> [AVAILABLE DATA]:
◆ ◆ ◆ ◆

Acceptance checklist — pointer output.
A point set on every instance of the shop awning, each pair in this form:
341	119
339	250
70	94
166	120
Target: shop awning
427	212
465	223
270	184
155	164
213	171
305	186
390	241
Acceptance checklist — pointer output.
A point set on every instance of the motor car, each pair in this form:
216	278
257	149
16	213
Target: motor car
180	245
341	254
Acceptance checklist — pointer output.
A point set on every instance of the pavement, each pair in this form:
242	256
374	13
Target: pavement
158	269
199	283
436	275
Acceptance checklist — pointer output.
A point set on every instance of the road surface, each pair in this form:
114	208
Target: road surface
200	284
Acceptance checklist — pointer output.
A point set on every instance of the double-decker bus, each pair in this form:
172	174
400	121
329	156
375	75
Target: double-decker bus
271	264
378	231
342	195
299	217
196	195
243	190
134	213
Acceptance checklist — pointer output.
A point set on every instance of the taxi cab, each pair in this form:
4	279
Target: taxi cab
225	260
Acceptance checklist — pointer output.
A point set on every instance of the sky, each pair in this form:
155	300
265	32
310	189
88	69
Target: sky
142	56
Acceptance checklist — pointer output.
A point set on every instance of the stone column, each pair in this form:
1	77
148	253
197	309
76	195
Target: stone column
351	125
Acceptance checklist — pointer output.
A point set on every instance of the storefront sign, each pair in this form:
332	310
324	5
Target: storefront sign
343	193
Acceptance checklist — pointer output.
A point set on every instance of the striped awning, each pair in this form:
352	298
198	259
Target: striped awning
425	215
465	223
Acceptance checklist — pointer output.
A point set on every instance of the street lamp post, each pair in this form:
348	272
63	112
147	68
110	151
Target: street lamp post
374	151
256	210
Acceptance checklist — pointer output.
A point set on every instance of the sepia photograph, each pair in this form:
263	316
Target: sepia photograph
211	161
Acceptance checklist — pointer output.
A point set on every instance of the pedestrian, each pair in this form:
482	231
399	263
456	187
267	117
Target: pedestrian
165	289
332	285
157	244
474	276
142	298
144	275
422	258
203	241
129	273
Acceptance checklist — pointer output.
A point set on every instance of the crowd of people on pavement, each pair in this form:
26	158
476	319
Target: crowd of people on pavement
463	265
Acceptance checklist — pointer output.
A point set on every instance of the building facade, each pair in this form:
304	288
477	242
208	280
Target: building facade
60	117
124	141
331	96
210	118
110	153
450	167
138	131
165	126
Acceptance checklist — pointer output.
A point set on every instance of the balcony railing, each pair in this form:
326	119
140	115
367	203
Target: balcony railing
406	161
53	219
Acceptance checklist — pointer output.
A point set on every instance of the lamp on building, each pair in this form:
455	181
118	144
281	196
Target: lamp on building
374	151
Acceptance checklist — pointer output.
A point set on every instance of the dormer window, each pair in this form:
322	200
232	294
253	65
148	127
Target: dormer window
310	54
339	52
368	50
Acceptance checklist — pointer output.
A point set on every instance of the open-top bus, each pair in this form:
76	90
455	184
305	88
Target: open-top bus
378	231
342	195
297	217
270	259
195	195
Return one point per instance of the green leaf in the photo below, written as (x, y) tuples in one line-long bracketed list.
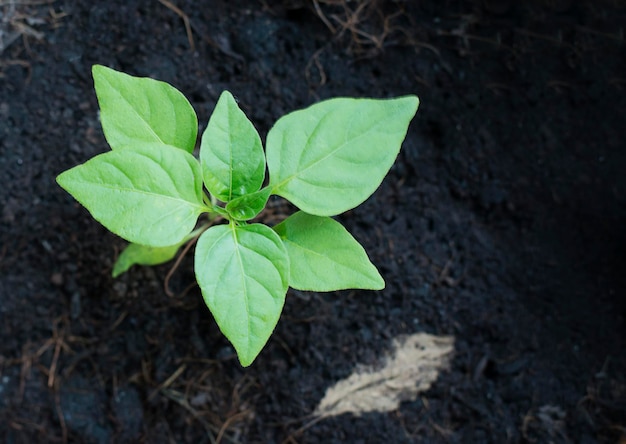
[(135, 254), (248, 206), (149, 195), (136, 109), (231, 153), (323, 256), (243, 273), (330, 157)]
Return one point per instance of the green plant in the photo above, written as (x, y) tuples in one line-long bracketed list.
[(151, 190)]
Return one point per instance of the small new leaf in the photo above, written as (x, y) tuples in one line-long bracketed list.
[(135, 254), (149, 195), (330, 157), (323, 256), (137, 109), (231, 153), (249, 206), (243, 272)]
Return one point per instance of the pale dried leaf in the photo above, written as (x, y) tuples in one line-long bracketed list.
[(414, 365)]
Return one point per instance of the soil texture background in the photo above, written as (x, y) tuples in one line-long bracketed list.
[(500, 230)]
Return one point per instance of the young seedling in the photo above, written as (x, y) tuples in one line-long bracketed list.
[(151, 190)]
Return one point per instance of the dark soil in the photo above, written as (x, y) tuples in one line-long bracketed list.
[(502, 224)]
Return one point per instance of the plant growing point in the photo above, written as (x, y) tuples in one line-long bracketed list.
[(152, 191)]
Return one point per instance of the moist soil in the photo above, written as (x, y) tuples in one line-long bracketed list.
[(501, 225)]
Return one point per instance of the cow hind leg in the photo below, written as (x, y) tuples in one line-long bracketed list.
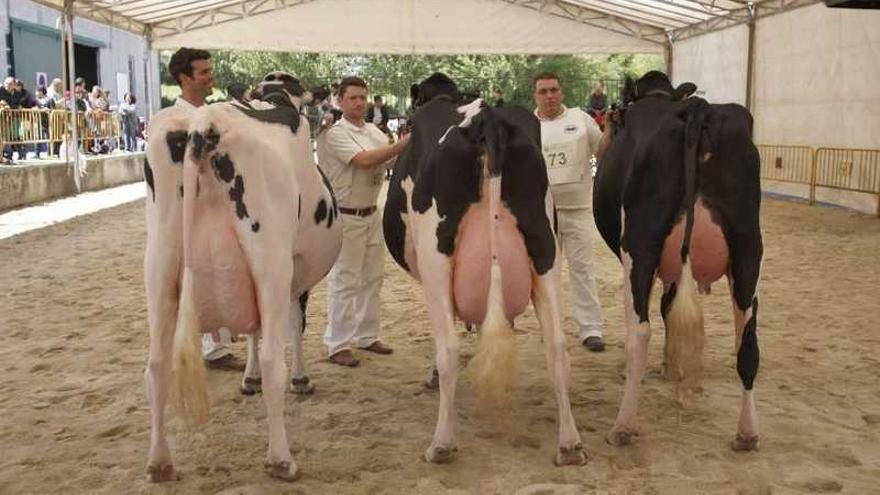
[(545, 297), (747, 358), (251, 383), (162, 311), (638, 333), (437, 281), (272, 275), (299, 381)]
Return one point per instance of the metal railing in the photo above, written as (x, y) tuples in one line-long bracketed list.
[(844, 169), (35, 126)]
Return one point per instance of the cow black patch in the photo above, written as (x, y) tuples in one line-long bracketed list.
[(284, 115), (148, 176), (321, 211), (176, 145), (303, 303), (202, 144), (748, 355), (429, 123), (224, 169), (236, 194)]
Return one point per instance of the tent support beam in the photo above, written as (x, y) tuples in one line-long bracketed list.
[(750, 60)]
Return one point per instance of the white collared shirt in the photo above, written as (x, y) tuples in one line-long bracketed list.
[(184, 105), (354, 187), (568, 143)]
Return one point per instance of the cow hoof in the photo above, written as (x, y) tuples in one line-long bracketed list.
[(741, 444), (571, 456), (161, 474), (284, 471), (433, 383), (440, 455), (621, 437), (251, 386), (301, 386)]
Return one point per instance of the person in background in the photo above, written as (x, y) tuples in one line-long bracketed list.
[(130, 122), (354, 154), (498, 99), (193, 72), (569, 138)]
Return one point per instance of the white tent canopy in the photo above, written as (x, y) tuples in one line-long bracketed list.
[(424, 26)]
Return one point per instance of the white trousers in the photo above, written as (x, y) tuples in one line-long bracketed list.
[(354, 284), (212, 350), (576, 239)]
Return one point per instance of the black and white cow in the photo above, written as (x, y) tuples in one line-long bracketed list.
[(240, 225), (677, 196), (469, 215)]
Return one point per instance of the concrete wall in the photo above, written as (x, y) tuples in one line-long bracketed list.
[(113, 56), (716, 63), (816, 74), (25, 184)]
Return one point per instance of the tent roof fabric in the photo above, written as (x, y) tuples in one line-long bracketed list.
[(424, 26)]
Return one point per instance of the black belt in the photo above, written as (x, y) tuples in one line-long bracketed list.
[(360, 212)]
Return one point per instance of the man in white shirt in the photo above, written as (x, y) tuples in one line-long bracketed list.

◆ ◆ ◆ ◆

> [WHAT THE TASK REQUIRES]: Would you set down the entries exactly as given, minus their pictures?

> [ANSWER SECTION]:
Acceptance checklist — pointer output.
A point set on every instance of the shop awning, each pair in this form:
341	119
339	250
70	94
166	120
Target: shop awning
427	212
465	223
270	184
155	164
213	171
305	186
390	241
Acceptance checklist — pointer output.
A point set on every instance of the motor car, each pair in this form:
216	278
257	149
16	213
Target: motor car
180	245
341	254
Acceptance checklist — pointer output.
A point set on every instance of the pavement, each pair in this form:
242	256
374	13
Target: pavement
158	269
199	283
436	275
Acceptance checklist — pointer output.
A point set on every instance of the road surface, each pair in this form:
114	208
Target: road surface
200	284
Acceptance checklist — pointer output.
A point set on every instance of the double-decker bus, each pair in this form:
172	174
400	121
329	156
375	75
Target: double-decker bus
271	264
378	231
342	195
299	217
196	195
243	190
134	213
Acceptance checklist — pointer output.
A point set on every instance of the taxi cab, each pair in this form:
4	279
Target: taxi cab
225	260
Acceptance checklist — pointer output.
A point set on every instance of the sky, each pair in this form:
155	300
265	32
310	189
88	69
Target: sky
142	56
Acceptance checklist — pointer output.
A point set on every instance of the stone column, each pair in this form:
1	77
148	253
197	309
76	195
Target: stone column
351	125
Acceptance checklist — pointer output.
A point set on every instance of the storefront sign, each pair in this form:
332	310
324	5
Target: storefront sign
343	193
Acceptance checklist — pointer output.
A point set on every instance of the striped awning, each pair in this form:
352	298
198	259
Target: striped awning
425	215
465	223
Acceptance checklist — pointer output.
A point set on every instance of the street lamp post, each pair in this form:
348	272
63	112
147	68
110	151
Target: street lamp post
374	151
256	210
Acceptance checklist — pointer output.
A point set on every instance of the sepia photograph, each pair in this form:
263	316
Target: sepia photograph
211	161
Acceptance checklist — pointer output.
A point set on every instance of the pedestrian, each pair in this form:
482	231
399	263
456	187
267	117
Target: pedestrian
165	289
332	285
157	244
474	276
142	298
144	275
422	258
203	241
129	273
Acceptance checklist — pointer output.
A point set on every instance of the crowd of people on pavement, each pair in this form:
26	158
476	319
Target: crowd of people on pavement
463	265
Acceptance checklist — pointer output.
A point set on every instance of the building facade, each pair in this form:
304	288
477	242
208	280
Target: building facade
60	117
124	141
331	96
210	118
110	153
450	167
138	131
165	126
Acceptance checklist — pointer output.
A point set on every instance of the balcony railing, each pair in this form:
326	119
140	115
367	203
Target: balcony railing
406	161
53	219
Acceptance checklist — pointer output.
A point set on every instance of the lamp on building, each pair in this form:
455	181
118	144
281	196
Target: lamp on building
374	151
Acceptance checklist — pointer output.
A point set on every instance of the dormer window, each pair in this form:
322	200
232	294
253	65
148	127
Target: dormer window
310	54
339	52
368	50
Acceptance checklist — pointer output.
A point set on every instance of the open-top bus, each pair in this form:
76	90
455	184
305	88
Target: open-top bus
378	231
342	195
297	217
270	259
195	195
Return one point per instance of the green leaf in the photo below, written as (x, y) tuples in one line-long bracketed list.
[(135, 254), (248, 206), (149, 195), (136, 109), (231, 153), (323, 256), (243, 273), (330, 157)]
Return one point per instance of the green plant in the photo above, written as (x, y) tuples in one line-long bracketed list.
[(151, 190)]
Return one point per instance of the small new leaf in the photo above, written as (x, y) tuples in one line-long bracketed list.
[(135, 254), (149, 195), (330, 157), (323, 256), (137, 109), (231, 153), (249, 206), (243, 272)]
Return one point per instance of the pale dried leaf in the photo above, written as (x, y) tuples in one line-long bracketed list.
[(414, 365)]
Return one point per instance of the soil texture background in the photo above, written as (x, y) tuples in one line-long bracketed list.
[(500, 230)]
Return one point per instance of the young seedling in the photo above, written as (x, y) tuples in one line-long bracketed list.
[(151, 190)]
Return one point per instance of the dark soil in the photo above, written as (x, y) tuples in one line-long bracketed list.
[(502, 224)]
Return one point per instance of the plant growing point in the photo above, written as (x, y) tuples in one line-long bracketed list.
[(152, 191)]
Return one point per instance of the moist soil in the photo above, written as (x, y) tuples in one line-long bracketed list.
[(501, 225)]
Return one point per instance of the cow hind leg in the photo below, written as (x, y) tuples in one line-long bracketed list.
[(545, 297), (747, 358), (251, 383), (162, 311), (638, 333), (437, 281), (272, 275), (299, 381)]
Return one point per instance of the metal railing in the photo above, written as (x, y) tuples in one line-long bracketed list.
[(844, 169), (35, 126)]
Return one point per instance of the cow black patch in the photo above, written as (x, y) tuples in one line-long bracketed list.
[(284, 115), (148, 176), (321, 211), (176, 145), (303, 303), (202, 144), (748, 355), (429, 123), (224, 169), (236, 194)]
Return one point per instance of the tent support beam in the photo above, written as (x, y) tuples in one line-long bracketed list.
[(750, 60)]
Return one point per instance of the white collared shirt in the photo above, written as (x, y) tuples in one line-long bracketed list.
[(184, 105), (354, 187), (568, 143)]
Return one point per instance of the cow hoof in the photo above, written as (x, y) tuples in one line-long bracketed list.
[(741, 444), (571, 456), (161, 474), (284, 471), (433, 383), (440, 455), (621, 437), (251, 386), (301, 386)]
Return one point per instance of the person in background in the photo above, written as (x, y) tuples in one line-long bracketed list.
[(130, 122), (354, 154), (498, 99), (193, 72), (569, 138)]
Return one point per instance of the white tent canopy in the photo above, written as (x, y) tuples in one line-long bracketed list.
[(424, 26)]
Return one point per instance of the white trousers in the photo above, written as (x, y) tuples in one line-long bracketed list.
[(354, 284), (212, 350), (576, 239)]
Return one point per instance of the black and white cow in the photo above, written as (x, y) tuples in one line-long bracketed list.
[(240, 225), (677, 196), (469, 215)]
Return one point per instance of the concrete wall in the photo above, written as (x, y) tuples in one line-long bracketed list.
[(113, 56), (716, 63), (816, 74), (25, 184)]
Return one point per instance of the tent roof fabric in the photo above, written as (x, y) tuples in one line-long bracketed list.
[(424, 26)]
Return one point per instance of the black belt in the photo above, written as (x, y) tuples in one line-long bracketed list.
[(360, 212)]
Return one point per instance of the man in white shirt in the photo above, written as (x, y) tuples in one line-long bracketed list.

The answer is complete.